Your task - Here are some records; return them all exactly.

------ Data shown ------

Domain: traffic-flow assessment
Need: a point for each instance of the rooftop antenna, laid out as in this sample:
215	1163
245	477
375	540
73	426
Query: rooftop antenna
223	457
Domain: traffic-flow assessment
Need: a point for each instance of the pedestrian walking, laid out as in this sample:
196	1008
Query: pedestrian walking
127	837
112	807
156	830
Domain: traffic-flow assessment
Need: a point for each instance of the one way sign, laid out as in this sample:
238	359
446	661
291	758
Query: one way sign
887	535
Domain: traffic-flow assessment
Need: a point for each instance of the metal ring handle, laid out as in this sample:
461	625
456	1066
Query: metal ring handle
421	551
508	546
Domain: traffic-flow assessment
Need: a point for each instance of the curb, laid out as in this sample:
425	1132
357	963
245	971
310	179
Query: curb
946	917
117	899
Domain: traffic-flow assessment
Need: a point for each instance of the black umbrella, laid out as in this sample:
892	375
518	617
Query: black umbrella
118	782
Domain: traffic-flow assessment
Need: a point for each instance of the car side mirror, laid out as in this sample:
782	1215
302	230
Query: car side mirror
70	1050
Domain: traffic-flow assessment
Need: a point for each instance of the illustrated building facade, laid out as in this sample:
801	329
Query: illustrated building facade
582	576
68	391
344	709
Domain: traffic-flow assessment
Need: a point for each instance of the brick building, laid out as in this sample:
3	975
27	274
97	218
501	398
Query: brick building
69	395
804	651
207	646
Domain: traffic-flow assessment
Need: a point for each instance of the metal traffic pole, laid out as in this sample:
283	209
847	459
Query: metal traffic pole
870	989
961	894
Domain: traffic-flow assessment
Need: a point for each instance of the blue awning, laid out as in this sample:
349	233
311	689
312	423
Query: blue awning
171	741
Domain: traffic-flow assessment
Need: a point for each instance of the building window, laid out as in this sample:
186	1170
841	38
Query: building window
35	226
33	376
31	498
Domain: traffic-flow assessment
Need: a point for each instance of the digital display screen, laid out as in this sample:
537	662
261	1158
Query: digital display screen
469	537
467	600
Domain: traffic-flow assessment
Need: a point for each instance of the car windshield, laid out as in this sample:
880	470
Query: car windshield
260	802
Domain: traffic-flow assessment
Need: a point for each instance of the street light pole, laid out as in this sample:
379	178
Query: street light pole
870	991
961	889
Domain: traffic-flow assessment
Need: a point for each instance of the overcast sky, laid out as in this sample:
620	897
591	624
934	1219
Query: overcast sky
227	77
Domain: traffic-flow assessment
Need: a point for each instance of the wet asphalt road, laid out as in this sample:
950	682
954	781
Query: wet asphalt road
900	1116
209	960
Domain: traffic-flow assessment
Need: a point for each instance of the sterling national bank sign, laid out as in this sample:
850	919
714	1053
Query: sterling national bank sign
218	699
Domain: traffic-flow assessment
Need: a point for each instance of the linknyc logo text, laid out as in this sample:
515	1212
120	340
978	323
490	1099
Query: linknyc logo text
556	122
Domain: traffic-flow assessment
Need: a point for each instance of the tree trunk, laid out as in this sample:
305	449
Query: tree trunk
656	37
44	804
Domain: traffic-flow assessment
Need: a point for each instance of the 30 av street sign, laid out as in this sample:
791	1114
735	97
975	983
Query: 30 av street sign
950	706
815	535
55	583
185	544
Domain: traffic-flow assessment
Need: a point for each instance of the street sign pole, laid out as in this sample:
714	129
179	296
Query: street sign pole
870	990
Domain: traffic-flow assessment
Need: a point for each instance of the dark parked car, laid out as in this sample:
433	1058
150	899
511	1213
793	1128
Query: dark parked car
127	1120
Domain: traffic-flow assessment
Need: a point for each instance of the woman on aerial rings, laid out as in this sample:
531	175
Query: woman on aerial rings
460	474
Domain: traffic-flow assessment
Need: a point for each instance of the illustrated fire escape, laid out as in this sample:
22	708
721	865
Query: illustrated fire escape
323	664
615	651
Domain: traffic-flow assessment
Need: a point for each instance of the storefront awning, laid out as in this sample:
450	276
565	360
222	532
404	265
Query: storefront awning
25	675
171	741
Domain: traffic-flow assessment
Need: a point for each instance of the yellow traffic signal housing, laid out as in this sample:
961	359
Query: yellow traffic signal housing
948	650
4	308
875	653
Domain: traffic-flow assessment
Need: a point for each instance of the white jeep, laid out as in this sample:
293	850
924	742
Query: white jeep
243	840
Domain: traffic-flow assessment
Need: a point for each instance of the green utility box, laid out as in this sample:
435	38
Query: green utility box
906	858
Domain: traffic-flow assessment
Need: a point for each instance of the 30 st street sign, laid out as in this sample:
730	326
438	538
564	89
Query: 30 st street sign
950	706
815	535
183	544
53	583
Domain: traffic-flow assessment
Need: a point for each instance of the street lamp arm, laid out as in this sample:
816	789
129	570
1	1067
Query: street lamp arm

------

Exercise output -
Domain: traffic-flow assessment
Need: a point for each instance of the rooftop antenna, laid out as in this sample:
215	1163
245	477
375	540
73	426
Query: rooftop antenna
223	457
Domain: traffic-flow assessment
Need: a point for each instance of the pedestrian walking, laid out as in this sample:
196	1008
Query: pedestrian walking
127	837
112	807
156	830
Domain: traffic-flow assessment
Need: a point for each instance of the one way sign, laid out as in this sample:
238	359
446	661
291	758
Query: one way sign
887	535
Domain: traffic-flow assessment
Need: a point for each instance of the metal ring handle, laid out as in this sample:
461	625
456	1066
Query: metal ring handle
421	551
508	546
Domain: traffic-flow assessment
Need: a point for each instance of the curb, laid out as in this sample:
425	1132
357	963
245	971
310	179
Query: curb
946	917
117	899
Domain: traffic-flow assessment
Need: a point for each instance of the black umbrella, laid out as in this sample:
892	375
518	617
Query: black umbrella
118	782
Domain: traffic-flow assessment
Need: a point for each instance of the car side mirror, laid out as in this sample:
782	1215
302	230
Query: car side mirror
70	1050
Domain: traffic-flow assessment
Need: a point for each instance of the illustrated building facade, laid out as in this sample:
801	329
Query: illustrated building facade
582	576
68	391
344	709
Domain: traffic-flow assessment
Need: a point for each instance of the brick building, laid out as in this sample:
3	975
27	274
97	218
501	398
Query: brick building
69	395
804	651
207	646
Domain: traffic-flow assessment
Need: a point for each instance of the metal traffic pole, laid out as in this sample:
283	209
847	459
Query: metal traffic pole
870	989
961	894
Domain: traffic-flow assessment
Need: a point for each instance of the blue awning, laid out as in this sample:
349	233
311	689
312	423
Query: blue awning
171	741
Domain: traffic-flow assessment
Need: a point for each instance of the building window, laid out as in this sample:
186	1170
841	38
Query: building window
35	226
33	376
31	498
Domain: traffic-flow assessment
Need: a point for each instance of the digital display screen, laid out as in this sample:
537	662
261	1158
Query: digital display screen
469	537
467	600
Domain: traffic-flow assessment
Need: a point for each instance of the car windshield, laid out as in this sample:
880	470
Query: car windshield
260	802
Domain: traffic-flow assessment
Need: a point for each instance of the street light pole, laid out as in this sample:
379	178
Query: street light pole
870	991
961	889
Domain: traffic-flow assessment
Need: a point for each instance of the overcast sky, laid out as in this sample:
620	897
591	624
934	1219
Query: overcast sky
227	77
Domain: traffic-flow assessment
Need: a point for each instance of the wet asphalt road, laid out as in this sample:
950	682
954	781
Query: wet asphalt road
900	1116
209	960
Domain: traffic-flow assessment
Need: a point for each instance of the sterling national bank sign, laid out as in this sample:
850	919
714	1053
Query: sterling national bank sign
218	699
Domain: traffic-flow assessment
Need: a point for each instance of the linknyc logo text, laid out as in this sample:
515	1212
120	340
978	323
490	1099
Query: linknyc logo text
556	122
Domain: traffic-flow assessment
Need: a point for each instance of the tree trunk, laid out as in this sample:
305	449
Query: tree trunk
656	37
44	804
Domain: traffic-flow assessment
Need: a point for each instance of the 30 av street sign, laid out as in this sample:
791	1114
735	97
975	983
Query: 30 av street sign
950	706
815	535
55	583
185	544
Domain: traffic-flow assessment
Need: a point for each instance of the street sign pole, laid out as in this sample:
714	129
179	296
Query: street sign pole
870	990
Domain: traffic-flow assessment
Need: a point for each instance of the dark parked car, laid out as in this sample:
433	1058
150	899
511	1213
793	1128
Query: dark parked car
127	1120
Domain: traffic-flow assessment
Need: a point for each instance of the woman on aerial rings, laid out as in this sample:
531	175
Query: woman on aerial rings
460	474
Domain: traffic-flow assessment
Need: a point for each instance of the illustrated fire escape, laid out as in this sample:
22	708
721	865
Query: illustrated fire escape
323	664
615	651
Domain: traffic-flow assessment
Need: a point for each instance of the storefront awning, laid out as in this sample:
450	276
565	360
222	532
404	265
Query: storefront awning
25	675
171	741
Domain: traffic-flow assessment
Need: a point for each instance of the yellow traffic signal housing, laid out as in this sample:
961	359
Query: yellow traffic signal housing
948	650
4	308
875	653
Domain: traffic-flow assessment
Need: a point for each instance of the white jeep, laid out as in this sample:
293	850
924	742
Query: white jeep
243	840
Domain: traffic-flow assessment
Need: a point for each instance of the green utility box, laid out as in this sample:
435	38
Query: green utility box
906	858
Domain: traffic-flow assessment
Need: a point for each instance of the 30 st street sign, laid out as in this sample:
730	326
438	538
564	89
Query: 30 st street sign
950	706
815	535
183	544
53	583
Domain: traffic-flow assessment
Need: a point for each instance of the street lamp arm, laid out as in this sample:
816	789
129	570
1	1067
Query: street lamp arm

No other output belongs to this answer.